══ Data for processing ══
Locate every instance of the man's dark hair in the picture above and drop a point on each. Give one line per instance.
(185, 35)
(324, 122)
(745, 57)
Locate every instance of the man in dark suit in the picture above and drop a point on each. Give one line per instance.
═══
▶ _Directions for this task_:
Can you render all of the records above as a Markdown table with the columns Row and Text, numbering each line and leaving out blank lines?

▶ _Written solution_:
| Row | Text |
|---|---|
| 1 | Locate every instance of the man's dark hair in the picture above and drop a point on each. Give one line per instance. |
| 2 | (185, 35) |
| 3 | (324, 122) |
| 4 | (745, 57) |
| 5 | Locate every instance of the man in dark suit in the picture above and drop a point on each. Give one line per instance. |